* [Exercise prompt]: Copy word for word the part of the items below that opens with the line containing "Can you spot the treeline?" and closes with the line containing "x=282, y=294", including both of those lines.

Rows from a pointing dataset
(begin)

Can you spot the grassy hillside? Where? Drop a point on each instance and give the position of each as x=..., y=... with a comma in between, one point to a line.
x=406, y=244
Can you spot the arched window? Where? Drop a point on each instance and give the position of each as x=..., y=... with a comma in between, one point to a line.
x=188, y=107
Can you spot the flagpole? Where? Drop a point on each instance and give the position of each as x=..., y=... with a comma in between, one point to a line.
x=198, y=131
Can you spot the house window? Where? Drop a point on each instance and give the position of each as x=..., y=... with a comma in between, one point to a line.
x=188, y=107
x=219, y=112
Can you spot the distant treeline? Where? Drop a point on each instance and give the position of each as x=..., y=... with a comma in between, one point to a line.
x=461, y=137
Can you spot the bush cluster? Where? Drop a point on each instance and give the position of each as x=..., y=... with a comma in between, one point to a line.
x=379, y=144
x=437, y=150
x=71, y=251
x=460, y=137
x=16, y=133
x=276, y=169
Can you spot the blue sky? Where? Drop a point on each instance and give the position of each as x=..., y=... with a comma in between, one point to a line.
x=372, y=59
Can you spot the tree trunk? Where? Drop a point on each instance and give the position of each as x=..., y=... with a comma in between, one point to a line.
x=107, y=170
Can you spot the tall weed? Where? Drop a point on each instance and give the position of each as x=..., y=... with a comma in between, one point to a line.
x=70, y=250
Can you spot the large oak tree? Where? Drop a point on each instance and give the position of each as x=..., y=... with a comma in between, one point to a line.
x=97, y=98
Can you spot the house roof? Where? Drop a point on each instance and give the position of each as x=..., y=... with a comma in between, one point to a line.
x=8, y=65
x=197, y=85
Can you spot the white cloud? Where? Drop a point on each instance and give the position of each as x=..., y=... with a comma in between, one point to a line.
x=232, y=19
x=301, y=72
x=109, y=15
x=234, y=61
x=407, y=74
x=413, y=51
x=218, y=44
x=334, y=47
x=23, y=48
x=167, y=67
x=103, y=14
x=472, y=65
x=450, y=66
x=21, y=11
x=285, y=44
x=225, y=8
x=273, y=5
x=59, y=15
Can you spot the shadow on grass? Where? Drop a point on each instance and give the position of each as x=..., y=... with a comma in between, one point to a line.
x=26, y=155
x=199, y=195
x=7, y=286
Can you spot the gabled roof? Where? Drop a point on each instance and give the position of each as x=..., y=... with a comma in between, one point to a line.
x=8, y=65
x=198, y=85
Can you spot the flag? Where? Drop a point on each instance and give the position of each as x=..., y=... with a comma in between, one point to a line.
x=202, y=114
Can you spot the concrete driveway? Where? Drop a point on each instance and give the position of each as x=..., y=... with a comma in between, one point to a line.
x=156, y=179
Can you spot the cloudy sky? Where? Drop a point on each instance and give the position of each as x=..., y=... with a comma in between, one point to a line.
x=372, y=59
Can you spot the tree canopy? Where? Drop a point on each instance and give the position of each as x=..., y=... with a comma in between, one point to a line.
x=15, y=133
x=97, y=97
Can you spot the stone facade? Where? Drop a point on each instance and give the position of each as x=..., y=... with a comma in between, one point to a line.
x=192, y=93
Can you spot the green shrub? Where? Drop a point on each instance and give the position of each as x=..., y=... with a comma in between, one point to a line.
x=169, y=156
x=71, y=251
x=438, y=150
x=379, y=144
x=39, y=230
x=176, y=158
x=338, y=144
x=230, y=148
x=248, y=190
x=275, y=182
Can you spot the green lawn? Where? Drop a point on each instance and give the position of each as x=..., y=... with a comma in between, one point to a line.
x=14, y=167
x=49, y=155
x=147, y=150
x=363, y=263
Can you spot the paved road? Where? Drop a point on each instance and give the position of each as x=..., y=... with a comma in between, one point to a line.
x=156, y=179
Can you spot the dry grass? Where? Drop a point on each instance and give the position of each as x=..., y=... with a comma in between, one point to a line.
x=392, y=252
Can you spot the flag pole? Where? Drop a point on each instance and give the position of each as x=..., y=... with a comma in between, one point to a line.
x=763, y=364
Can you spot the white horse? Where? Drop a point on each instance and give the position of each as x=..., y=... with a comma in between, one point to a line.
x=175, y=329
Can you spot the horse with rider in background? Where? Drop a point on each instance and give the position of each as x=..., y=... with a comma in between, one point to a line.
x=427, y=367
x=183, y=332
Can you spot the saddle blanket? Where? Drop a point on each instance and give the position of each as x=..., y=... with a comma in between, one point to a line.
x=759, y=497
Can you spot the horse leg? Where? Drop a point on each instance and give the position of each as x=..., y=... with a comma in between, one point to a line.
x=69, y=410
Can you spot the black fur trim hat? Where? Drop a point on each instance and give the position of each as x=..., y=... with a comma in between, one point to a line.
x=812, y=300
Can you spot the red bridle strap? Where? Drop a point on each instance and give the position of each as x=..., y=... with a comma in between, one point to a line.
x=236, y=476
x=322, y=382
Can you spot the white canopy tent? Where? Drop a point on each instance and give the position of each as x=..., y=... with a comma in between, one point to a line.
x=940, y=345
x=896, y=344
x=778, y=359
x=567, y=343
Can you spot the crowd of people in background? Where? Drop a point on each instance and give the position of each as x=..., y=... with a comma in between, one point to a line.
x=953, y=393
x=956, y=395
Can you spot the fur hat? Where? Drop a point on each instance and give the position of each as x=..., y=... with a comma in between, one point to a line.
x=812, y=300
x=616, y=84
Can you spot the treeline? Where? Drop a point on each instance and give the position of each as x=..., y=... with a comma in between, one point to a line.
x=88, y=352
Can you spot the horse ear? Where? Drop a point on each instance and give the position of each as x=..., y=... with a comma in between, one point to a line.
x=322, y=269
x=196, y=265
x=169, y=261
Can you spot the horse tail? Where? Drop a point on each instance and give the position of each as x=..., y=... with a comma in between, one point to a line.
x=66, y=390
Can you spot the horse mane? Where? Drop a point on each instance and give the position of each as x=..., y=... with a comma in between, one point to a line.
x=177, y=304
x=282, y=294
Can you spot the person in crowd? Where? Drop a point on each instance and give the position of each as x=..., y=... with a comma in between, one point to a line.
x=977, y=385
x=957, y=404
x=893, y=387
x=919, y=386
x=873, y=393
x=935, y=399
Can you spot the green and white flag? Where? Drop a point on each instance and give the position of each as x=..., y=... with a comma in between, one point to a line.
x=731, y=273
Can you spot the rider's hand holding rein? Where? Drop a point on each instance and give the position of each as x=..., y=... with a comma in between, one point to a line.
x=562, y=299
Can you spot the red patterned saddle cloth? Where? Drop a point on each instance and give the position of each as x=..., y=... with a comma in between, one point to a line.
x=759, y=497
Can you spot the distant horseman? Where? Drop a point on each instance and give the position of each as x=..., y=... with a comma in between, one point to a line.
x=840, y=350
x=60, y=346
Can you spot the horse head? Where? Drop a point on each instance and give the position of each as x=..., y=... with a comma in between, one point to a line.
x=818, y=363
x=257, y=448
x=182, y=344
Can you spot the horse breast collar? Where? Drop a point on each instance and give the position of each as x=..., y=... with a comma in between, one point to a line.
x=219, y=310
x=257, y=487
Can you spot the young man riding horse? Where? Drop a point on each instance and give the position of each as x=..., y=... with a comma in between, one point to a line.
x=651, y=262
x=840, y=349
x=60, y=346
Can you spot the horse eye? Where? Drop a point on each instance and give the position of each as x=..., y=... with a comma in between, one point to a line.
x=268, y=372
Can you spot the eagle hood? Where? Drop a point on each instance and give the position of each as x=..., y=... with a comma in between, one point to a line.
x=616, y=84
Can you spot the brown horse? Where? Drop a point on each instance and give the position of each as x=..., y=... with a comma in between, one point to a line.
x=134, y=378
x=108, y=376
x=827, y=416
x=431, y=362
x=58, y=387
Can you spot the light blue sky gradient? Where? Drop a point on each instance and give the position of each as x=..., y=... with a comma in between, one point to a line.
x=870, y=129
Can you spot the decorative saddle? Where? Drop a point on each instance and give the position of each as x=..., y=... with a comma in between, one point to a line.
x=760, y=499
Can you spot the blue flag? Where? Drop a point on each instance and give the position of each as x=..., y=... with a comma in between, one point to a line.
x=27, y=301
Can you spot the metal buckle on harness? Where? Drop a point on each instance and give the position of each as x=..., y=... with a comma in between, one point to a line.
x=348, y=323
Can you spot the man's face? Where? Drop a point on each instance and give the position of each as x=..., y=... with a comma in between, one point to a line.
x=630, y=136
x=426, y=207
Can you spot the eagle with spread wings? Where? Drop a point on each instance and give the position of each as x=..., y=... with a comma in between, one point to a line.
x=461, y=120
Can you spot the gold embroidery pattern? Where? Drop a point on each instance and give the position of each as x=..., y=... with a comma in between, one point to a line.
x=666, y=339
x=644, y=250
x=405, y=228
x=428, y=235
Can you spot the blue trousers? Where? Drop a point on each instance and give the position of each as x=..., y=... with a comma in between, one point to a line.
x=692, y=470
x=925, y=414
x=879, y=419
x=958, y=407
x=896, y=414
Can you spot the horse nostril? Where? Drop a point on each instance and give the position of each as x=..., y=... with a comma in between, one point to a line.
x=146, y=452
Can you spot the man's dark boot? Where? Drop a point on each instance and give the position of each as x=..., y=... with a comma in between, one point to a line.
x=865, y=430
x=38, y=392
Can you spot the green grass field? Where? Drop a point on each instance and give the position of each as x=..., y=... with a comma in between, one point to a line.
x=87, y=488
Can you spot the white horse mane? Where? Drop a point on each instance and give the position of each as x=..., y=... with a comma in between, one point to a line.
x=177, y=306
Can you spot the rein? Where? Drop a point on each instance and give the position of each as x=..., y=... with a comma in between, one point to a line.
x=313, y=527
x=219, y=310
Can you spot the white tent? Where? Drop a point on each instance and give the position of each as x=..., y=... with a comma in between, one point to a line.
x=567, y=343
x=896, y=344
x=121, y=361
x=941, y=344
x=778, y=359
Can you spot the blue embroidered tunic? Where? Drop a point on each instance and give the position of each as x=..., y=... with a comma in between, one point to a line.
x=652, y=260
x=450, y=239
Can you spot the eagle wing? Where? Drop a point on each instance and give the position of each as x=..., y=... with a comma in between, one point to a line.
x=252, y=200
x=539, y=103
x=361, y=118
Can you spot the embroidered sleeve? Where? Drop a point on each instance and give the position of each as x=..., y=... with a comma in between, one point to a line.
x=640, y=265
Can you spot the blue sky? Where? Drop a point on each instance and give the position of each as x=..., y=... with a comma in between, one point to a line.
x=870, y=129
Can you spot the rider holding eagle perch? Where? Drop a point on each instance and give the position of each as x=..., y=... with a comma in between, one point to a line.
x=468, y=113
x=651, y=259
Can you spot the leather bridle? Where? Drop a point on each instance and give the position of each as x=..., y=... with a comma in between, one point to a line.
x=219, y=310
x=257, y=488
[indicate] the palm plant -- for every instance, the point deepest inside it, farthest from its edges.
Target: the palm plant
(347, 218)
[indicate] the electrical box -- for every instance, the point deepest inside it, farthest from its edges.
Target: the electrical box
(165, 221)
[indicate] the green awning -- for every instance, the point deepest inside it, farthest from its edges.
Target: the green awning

(end)

* [Exercise answer]:
Can you spot the treeline? Where? Drop a point on each instance and give the position of each as x=..., y=... with a comma in between, one point to a line.
x=88, y=352
Can you spot the horse ear? Where? Drop a point on each instance and give the position of each as x=..., y=... with a comma in between, one point to a line.
x=322, y=269
x=196, y=265
x=169, y=261
Can you spot the horse tail? Where? Drop a point on each instance and give the position of each as x=..., y=... with a comma in between, one point to a line.
x=66, y=390
Can you spot the horse mane? Where? Drop a point on each instance and give the position of each as x=..., y=... with a comma in between, one point to a line.
x=177, y=304
x=282, y=294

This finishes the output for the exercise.